* [Instruction] Go through the listing and write out all of it exactly.

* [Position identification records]
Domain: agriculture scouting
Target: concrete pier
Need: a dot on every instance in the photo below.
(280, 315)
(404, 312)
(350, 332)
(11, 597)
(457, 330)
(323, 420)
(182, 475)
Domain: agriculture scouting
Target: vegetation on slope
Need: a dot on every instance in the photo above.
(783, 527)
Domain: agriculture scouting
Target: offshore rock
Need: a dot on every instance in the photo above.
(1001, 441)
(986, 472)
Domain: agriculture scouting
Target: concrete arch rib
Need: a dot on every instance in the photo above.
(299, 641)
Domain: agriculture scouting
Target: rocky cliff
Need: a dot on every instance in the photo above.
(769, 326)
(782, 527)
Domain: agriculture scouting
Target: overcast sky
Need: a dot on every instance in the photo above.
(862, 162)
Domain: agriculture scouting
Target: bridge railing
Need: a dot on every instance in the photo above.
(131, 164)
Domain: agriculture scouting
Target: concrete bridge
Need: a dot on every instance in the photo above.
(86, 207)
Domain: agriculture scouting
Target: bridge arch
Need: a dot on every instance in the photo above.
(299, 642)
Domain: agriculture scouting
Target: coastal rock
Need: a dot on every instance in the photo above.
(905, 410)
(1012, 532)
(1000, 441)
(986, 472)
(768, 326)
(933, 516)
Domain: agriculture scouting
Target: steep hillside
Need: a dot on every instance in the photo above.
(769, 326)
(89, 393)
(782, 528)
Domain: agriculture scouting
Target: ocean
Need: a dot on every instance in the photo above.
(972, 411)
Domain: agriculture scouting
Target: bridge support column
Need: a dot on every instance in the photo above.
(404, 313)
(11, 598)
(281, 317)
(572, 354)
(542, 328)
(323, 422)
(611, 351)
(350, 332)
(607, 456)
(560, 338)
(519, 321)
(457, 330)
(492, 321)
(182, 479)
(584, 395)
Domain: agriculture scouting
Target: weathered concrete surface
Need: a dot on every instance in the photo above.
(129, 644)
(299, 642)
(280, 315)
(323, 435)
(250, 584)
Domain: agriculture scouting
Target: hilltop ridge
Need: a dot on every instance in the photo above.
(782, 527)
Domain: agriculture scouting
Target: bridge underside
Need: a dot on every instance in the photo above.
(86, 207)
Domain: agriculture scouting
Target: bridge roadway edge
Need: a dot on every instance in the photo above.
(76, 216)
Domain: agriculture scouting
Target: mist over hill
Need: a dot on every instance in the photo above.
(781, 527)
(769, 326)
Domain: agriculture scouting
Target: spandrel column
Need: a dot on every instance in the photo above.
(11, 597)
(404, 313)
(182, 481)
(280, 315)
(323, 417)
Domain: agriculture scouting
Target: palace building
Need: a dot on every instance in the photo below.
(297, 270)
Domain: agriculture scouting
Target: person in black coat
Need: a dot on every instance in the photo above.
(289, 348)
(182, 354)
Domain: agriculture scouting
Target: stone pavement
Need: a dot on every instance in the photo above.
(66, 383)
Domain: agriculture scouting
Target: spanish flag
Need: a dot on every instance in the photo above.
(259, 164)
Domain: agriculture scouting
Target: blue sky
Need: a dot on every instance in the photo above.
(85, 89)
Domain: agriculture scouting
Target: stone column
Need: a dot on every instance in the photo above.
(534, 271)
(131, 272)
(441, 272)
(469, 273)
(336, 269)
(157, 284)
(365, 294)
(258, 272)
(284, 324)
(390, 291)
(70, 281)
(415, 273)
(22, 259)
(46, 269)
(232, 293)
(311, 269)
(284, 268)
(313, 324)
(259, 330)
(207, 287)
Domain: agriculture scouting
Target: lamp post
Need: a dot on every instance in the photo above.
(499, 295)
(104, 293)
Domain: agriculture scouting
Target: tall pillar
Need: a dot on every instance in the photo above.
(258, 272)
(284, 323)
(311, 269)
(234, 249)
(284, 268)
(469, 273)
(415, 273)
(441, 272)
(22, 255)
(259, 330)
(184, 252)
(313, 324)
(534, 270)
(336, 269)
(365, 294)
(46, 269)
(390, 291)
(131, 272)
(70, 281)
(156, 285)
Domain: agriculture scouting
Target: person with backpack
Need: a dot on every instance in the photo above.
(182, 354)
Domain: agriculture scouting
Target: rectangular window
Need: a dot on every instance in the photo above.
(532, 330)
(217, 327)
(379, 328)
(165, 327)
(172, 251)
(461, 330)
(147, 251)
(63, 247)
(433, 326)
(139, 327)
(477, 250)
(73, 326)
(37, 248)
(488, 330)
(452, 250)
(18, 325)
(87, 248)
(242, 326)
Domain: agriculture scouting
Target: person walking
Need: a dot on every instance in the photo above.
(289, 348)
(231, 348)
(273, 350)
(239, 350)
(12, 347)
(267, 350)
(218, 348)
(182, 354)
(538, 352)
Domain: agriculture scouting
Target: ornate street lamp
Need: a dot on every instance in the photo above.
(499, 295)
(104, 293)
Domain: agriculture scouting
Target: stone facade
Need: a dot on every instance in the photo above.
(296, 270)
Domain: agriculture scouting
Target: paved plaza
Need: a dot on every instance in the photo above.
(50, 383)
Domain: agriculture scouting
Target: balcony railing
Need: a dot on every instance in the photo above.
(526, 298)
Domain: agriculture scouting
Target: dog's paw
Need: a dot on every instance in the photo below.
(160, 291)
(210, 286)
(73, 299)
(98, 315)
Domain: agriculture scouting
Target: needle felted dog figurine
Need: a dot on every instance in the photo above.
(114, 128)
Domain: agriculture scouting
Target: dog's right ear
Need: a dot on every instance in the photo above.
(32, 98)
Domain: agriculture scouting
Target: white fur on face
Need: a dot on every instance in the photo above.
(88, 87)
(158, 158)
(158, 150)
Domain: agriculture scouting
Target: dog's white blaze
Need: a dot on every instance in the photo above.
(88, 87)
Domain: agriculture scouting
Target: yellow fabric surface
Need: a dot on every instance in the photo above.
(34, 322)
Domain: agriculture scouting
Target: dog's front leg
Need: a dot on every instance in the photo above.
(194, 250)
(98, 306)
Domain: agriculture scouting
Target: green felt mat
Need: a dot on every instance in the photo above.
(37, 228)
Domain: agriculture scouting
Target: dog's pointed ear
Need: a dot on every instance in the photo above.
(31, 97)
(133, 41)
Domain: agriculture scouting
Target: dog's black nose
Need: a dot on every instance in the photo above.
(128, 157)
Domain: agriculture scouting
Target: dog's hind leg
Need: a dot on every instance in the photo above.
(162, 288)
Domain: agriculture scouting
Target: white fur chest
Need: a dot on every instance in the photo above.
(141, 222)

* [Exercise solution]
Domain: agriculture scouting
Target: concrete pier
Need: a dot on every instance in the photo below.
(280, 315)
(404, 312)
(350, 332)
(11, 597)
(457, 330)
(323, 420)
(182, 475)
Domain: agriculture scouting
Target: vegetation on slope
Need: a dot on every instance in the photo above.
(783, 527)
Domain: agriculture scouting
Target: offshore rock
Need: a dot on every instance in the photo above.
(1001, 441)
(986, 472)
Domain: agriculture scouting
Target: concrete arch rib
Need: a dot on every instance in the photo above.
(299, 641)
Domain: agriculture scouting
Target: rocky cliff
Need: a dot on every instance in the photo above.
(769, 326)
(782, 527)
Domain: agriculture scouting
Target: overcast sky
Need: a dot on every instance in the photo above.
(862, 162)
Domain: agriculture scouting
Target: bridge railing
Need: a dot on every instance in the photo above.
(131, 164)
Domain: agriculture scouting
Target: concrete bridge
Need: a dot on every instance in the photo above.
(86, 207)
Domain: agriculture scouting
Target: bridge arch
Need: a dot on every instance in the photo above.
(299, 642)
Domain: agriculture scouting
Target: coastal rock
Need: a dot on every instance in the photo above.
(905, 410)
(1012, 532)
(1000, 441)
(986, 472)
(768, 326)
(933, 516)
Domain: agriculture scouting
Target: steep hillside
Need: a dot on every instance in the photo above.
(769, 326)
(89, 393)
(782, 528)
Domain: agriculture scouting
Target: ocean
Need: a dot on every instance in the photo above.
(972, 411)
Domain: agriculture scouting
Target: bridge support column
Need: a dot on every instance in the photo above.
(404, 313)
(11, 598)
(281, 317)
(572, 354)
(542, 328)
(323, 422)
(611, 351)
(350, 332)
(607, 456)
(560, 338)
(519, 321)
(457, 330)
(492, 321)
(182, 479)
(584, 395)
Domain: agriculture scouting
Target: weathered concrete surface
Need: a dot on every instance in the photo above.
(129, 644)
(299, 642)
(280, 315)
(323, 435)
(250, 584)
Domain: agriculture scouting
Target: hilltop ridge
Need: a dot on every instance in the photo above.
(782, 527)
Domain: agriculture scouting
Target: bridge underside
Need: a dot on every instance in the photo above.
(86, 207)
Domain: agriculture scouting
Target: bridge roadway edge
Need: a dot on every instance in the photo above.
(76, 216)
Domain: agriculture scouting
Target: mist over hill
Need: a dot on every instance in the photo above.
(781, 527)
(769, 326)
Domain: agriculture scouting
Target: spandrel column
Need: a dot on every instance in the photo above.
(11, 597)
(404, 313)
(182, 481)
(280, 315)
(323, 417)
Domain: agriculture scouting
Target: palace building
Need: a dot on every instance in the photo below.
(297, 270)
Domain: agriculture scouting
Target: person in black coat
Need: a dot on every instance in the photo above.
(289, 348)
(182, 354)
Domain: agriculture scouting
Target: stone pavement
Need: a dot on every instance in the photo above.
(66, 383)
Domain: agriculture scouting
Target: spanish flag
Need: a dot on every instance in the photo above.
(259, 164)
Domain: agriculture scouting
Target: blue sky
Need: a dot on every instance in the photo above.
(85, 89)
Domain: agriculture scouting
Target: stone column
Need: a dot on every instance in the photo above.
(534, 271)
(131, 272)
(441, 272)
(469, 273)
(336, 269)
(157, 284)
(365, 294)
(258, 272)
(284, 324)
(390, 291)
(70, 281)
(415, 273)
(22, 259)
(46, 269)
(232, 293)
(311, 269)
(284, 268)
(313, 324)
(259, 330)
(207, 287)
Domain: agriculture scouting
Target: lamp post
Need: a dot on every instance in the photo above.
(499, 295)
(104, 293)
Domain: agriculture scouting
Target: tall pillar
Need: a dot on every instance in the photo above.
(258, 272)
(284, 323)
(311, 269)
(234, 249)
(284, 268)
(469, 273)
(415, 273)
(441, 272)
(22, 255)
(259, 330)
(184, 252)
(313, 324)
(534, 270)
(336, 269)
(365, 294)
(46, 269)
(390, 291)
(131, 272)
(70, 281)
(156, 285)
Domain: agriculture scouting
Target: person with backpack
Need: a dot on every instance in the photo above.
(182, 354)
Domain: agriculture scouting
Target: rectangular window
Need: a dot on every instance in the photo above.
(532, 330)
(217, 327)
(379, 328)
(165, 327)
(172, 251)
(461, 330)
(147, 251)
(63, 247)
(433, 326)
(139, 327)
(477, 250)
(73, 326)
(37, 248)
(488, 330)
(452, 250)
(18, 325)
(87, 248)
(242, 326)
Domain: agriculture scouting
Target: person walking
Need: a dot on every instance in the photo above.
(289, 348)
(231, 348)
(273, 350)
(239, 350)
(12, 347)
(267, 350)
(218, 348)
(182, 354)
(538, 352)
Domain: agriculture scouting
Target: ornate street lamp
Need: a dot on every instance in the photo above.
(499, 295)
(104, 293)
Domain: agriculture scouting
Target: stone facade
Need: a dot on every instance in the photo above.
(296, 270)
Domain: agriculture scouting
Target: paved plaza
Need: a dot on every instance in the photo above.
(50, 383)
Domain: agriculture scouting
Target: balcony railing
Need: a dot on every instance in the photo above.
(526, 298)
Domain: agriculture scouting
Target: dog's paw
Need: a dot on every instance in the photo below.
(160, 291)
(210, 286)
(73, 299)
(98, 315)
Domain: agriculture scouting
Target: needle felted dog figurine
Need: a dot on every instance in the photo above.
(114, 128)
Domain: agriculture scouting
Target: dog's right ear
Need: a dot on every instance in the photo above.
(32, 98)
Domain: agriculture scouting
Target: white fur on face
Need: a dot on every instance in the photo above.
(88, 87)
(158, 158)
(158, 150)
Domain: agriculture scouting
Target: dog's white blaze
Need: a dot on every instance in the photo above.
(88, 87)
Domain: agriculture scouting
Target: yellow fabric surface
Need: a dot on every instance in the photo above.
(34, 322)
Domain: agriculture scouting
Target: dog's front leg
Need: a dot on every instance in the photo above.
(194, 250)
(98, 306)
Domain: agriculture scouting
Target: green felt mat
Need: a dot on every instance in the photo above.
(37, 228)
Domain: agriculture scouting
Target: dog's pointed ear
Need: a dot on every instance in the photo above.
(31, 97)
(133, 41)
Domain: agriculture scouting
Target: dog's black nose
Need: a dot on every instance in the photo above.
(128, 157)
Domain: agriculture scouting
Target: dog's hind leg
Need: a dot on every instance in the photo above.
(162, 288)
Domain: agriculture scouting
Target: white fur chest
Need: a dot on every instance in the photo above.
(141, 222)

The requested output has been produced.